** start SOURCE RECORDS **
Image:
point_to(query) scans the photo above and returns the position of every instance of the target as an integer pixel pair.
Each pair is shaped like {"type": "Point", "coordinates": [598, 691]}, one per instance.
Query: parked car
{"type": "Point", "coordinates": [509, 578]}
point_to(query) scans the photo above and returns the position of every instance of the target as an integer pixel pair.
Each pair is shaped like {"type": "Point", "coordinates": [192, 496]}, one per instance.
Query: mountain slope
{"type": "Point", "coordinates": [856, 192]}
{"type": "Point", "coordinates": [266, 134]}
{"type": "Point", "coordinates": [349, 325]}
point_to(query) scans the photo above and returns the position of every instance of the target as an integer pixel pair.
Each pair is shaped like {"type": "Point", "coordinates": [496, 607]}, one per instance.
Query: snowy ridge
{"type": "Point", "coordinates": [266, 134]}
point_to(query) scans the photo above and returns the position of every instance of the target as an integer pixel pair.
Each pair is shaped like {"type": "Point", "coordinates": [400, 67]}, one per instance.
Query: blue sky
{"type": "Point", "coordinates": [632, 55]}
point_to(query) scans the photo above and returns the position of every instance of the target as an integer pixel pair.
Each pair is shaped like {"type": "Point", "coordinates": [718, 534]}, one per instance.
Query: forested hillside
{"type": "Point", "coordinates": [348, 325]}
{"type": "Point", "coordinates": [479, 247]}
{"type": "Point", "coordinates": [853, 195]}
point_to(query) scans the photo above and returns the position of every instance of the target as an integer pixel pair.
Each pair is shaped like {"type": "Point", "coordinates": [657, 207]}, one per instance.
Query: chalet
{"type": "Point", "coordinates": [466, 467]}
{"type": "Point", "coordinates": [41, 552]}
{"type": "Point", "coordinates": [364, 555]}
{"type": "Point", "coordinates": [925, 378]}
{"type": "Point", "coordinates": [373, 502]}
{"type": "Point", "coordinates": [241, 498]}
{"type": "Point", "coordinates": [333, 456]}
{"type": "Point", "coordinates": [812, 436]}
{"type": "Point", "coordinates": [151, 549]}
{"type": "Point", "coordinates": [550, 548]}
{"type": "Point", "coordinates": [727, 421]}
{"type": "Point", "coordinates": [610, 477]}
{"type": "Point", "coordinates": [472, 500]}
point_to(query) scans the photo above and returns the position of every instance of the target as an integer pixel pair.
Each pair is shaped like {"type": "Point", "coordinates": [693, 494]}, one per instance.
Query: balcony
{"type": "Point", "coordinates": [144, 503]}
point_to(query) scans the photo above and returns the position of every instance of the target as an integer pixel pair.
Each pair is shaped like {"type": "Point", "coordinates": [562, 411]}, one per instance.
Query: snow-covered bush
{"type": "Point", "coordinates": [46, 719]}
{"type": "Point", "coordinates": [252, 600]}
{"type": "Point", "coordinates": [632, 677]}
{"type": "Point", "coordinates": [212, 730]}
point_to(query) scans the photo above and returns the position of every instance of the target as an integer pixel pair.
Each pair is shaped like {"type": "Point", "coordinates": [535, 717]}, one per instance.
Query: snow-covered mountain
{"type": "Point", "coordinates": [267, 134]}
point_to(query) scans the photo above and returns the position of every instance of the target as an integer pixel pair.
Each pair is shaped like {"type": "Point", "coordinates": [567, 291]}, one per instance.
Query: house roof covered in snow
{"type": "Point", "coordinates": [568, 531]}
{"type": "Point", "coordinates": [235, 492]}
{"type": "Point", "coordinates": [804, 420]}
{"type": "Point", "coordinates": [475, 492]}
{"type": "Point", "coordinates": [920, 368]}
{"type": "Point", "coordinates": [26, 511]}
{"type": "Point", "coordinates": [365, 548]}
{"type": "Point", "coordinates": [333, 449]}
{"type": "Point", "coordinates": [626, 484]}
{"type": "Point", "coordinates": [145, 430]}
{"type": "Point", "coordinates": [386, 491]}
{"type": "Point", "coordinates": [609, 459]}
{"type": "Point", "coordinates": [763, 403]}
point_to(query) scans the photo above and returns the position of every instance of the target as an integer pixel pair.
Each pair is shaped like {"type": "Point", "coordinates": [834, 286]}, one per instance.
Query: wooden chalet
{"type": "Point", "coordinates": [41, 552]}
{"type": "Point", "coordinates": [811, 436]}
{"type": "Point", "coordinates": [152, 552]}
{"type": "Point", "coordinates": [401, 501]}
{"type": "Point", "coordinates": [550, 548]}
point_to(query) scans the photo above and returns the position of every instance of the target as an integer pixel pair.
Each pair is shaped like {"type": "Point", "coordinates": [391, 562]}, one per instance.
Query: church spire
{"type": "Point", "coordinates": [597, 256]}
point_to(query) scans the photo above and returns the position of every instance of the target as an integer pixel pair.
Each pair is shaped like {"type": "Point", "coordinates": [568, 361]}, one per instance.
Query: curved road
** end SOURCE RECORDS **
## PROBLEM
Give the data again, exactly as it stands.

## EXPECTED ANSWER
Image:
point_to(query) scans the photo above and returns the position of every instance of the target as an integer pixel pair.
Each pair is shaped like {"type": "Point", "coordinates": [598, 691]}, one per instance.
Query: parked car
{"type": "Point", "coordinates": [509, 578]}
point_to(query) scans the photo above and returns the position of every instance of the target as an integer pixel pair.
Each pair is shaped like {"type": "Point", "coordinates": [192, 496]}, one per instance.
Query: mountain slope
{"type": "Point", "coordinates": [856, 192]}
{"type": "Point", "coordinates": [266, 134]}
{"type": "Point", "coordinates": [349, 325]}
point_to(query) scans the photo above and returns the position of every instance of the target as an integer pixel pair.
Each pair is shaped like {"type": "Point", "coordinates": [496, 607]}, one per instance.
Query: snowy ridge
{"type": "Point", "coordinates": [266, 134]}
point_to(query) scans the photo above and returns the position of every instance of the target as an integer pixel pair.
Each pair is shaped like {"type": "Point", "coordinates": [400, 67]}, one per instance.
Query: blue sky
{"type": "Point", "coordinates": [632, 55]}
point_to(query) scans the photo above and returns the position of every instance of the target as an integer pixel pair.
Each pair is shaped like {"type": "Point", "coordinates": [718, 534]}, one per instance.
Query: forested hillside
{"type": "Point", "coordinates": [348, 325]}
{"type": "Point", "coordinates": [479, 247]}
{"type": "Point", "coordinates": [853, 195]}
point_to(query) scans the photo above and returns the position of every instance of the target as an integer pixel pair.
Each pair is shaped like {"type": "Point", "coordinates": [657, 207]}, one per instance.
Query: chalet
{"type": "Point", "coordinates": [466, 467]}
{"type": "Point", "coordinates": [41, 552]}
{"type": "Point", "coordinates": [364, 555]}
{"type": "Point", "coordinates": [925, 378]}
{"type": "Point", "coordinates": [373, 502]}
{"type": "Point", "coordinates": [241, 498]}
{"type": "Point", "coordinates": [333, 456]}
{"type": "Point", "coordinates": [812, 436]}
{"type": "Point", "coordinates": [151, 549]}
{"type": "Point", "coordinates": [550, 548]}
{"type": "Point", "coordinates": [727, 421]}
{"type": "Point", "coordinates": [610, 477]}
{"type": "Point", "coordinates": [472, 500]}
point_to(query) scans the photo above and returns the position of every instance of the target as an integer pixel pair.
Each pair is shaped like {"type": "Point", "coordinates": [693, 494]}, one per instance.
Query: balcony
{"type": "Point", "coordinates": [144, 503]}
point_to(query) scans the photo above and returns the position of every instance of the target as an integer pixel pair.
Each pair is shaped like {"type": "Point", "coordinates": [562, 411]}, one per instance.
Query: snow-covered bush
{"type": "Point", "coordinates": [46, 719]}
{"type": "Point", "coordinates": [252, 600]}
{"type": "Point", "coordinates": [632, 677]}
{"type": "Point", "coordinates": [212, 730]}
point_to(query) scans the photo above and returns the position of every instance of the target as an integer pixel pair.
Each pair is shaped like {"type": "Point", "coordinates": [535, 717]}, one per instance.
Query: snow-covered mountain
{"type": "Point", "coordinates": [267, 134]}
point_to(query) scans the photo above and returns the position of every instance of the target as an integer pixel pair.
Each pair is shaped like {"type": "Point", "coordinates": [567, 291]}, one per instance.
Query: house roof covered in snow
{"type": "Point", "coordinates": [568, 531]}
{"type": "Point", "coordinates": [235, 492]}
{"type": "Point", "coordinates": [804, 420]}
{"type": "Point", "coordinates": [475, 492]}
{"type": "Point", "coordinates": [920, 368]}
{"type": "Point", "coordinates": [26, 511]}
{"type": "Point", "coordinates": [365, 548]}
{"type": "Point", "coordinates": [333, 449]}
{"type": "Point", "coordinates": [626, 484]}
{"type": "Point", "coordinates": [145, 430]}
{"type": "Point", "coordinates": [386, 491]}
{"type": "Point", "coordinates": [609, 459]}
{"type": "Point", "coordinates": [763, 403]}
point_to(query) scans the photo above and returns the position of every instance of the target as an integer pixel pair.
Each pair is shaped like {"type": "Point", "coordinates": [834, 286]}, one per instance.
Query: wooden chalet
{"type": "Point", "coordinates": [41, 552]}
{"type": "Point", "coordinates": [811, 436]}
{"type": "Point", "coordinates": [152, 552]}
{"type": "Point", "coordinates": [401, 501]}
{"type": "Point", "coordinates": [550, 548]}
point_to(query) scans the photo above and returns the position of every instance of the target as an integer pixel pair.
Each pair is shaped like {"type": "Point", "coordinates": [391, 562]}, one per instance.
Query: church spire
{"type": "Point", "coordinates": [597, 256]}
point_to(query) scans the photo above and returns the position of every instance of the target as an integer pixel pair.
Each pair is shaped like {"type": "Point", "coordinates": [568, 361]}, one per instance.
Query: curved road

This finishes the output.